▸ TO BE DONE
Please copy the data below, switching "microphone windscreen" to "pop filter" and leaving everything else unchanged.

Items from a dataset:
· · · ·

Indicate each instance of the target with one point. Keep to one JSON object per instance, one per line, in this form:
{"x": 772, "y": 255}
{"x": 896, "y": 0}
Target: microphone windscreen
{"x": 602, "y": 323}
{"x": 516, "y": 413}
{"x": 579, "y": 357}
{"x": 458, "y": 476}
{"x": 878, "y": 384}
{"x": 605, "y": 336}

· · · ·

▸ WRITTEN ANSWER
Indicate each instance of the target with one point. Keep to one JSON object per instance, one per line, in this form:
{"x": 772, "y": 255}
{"x": 896, "y": 0}
Target: pop filter
{"x": 602, "y": 323}
{"x": 516, "y": 413}
{"x": 579, "y": 357}
{"x": 458, "y": 476}
{"x": 878, "y": 384}
{"x": 605, "y": 336}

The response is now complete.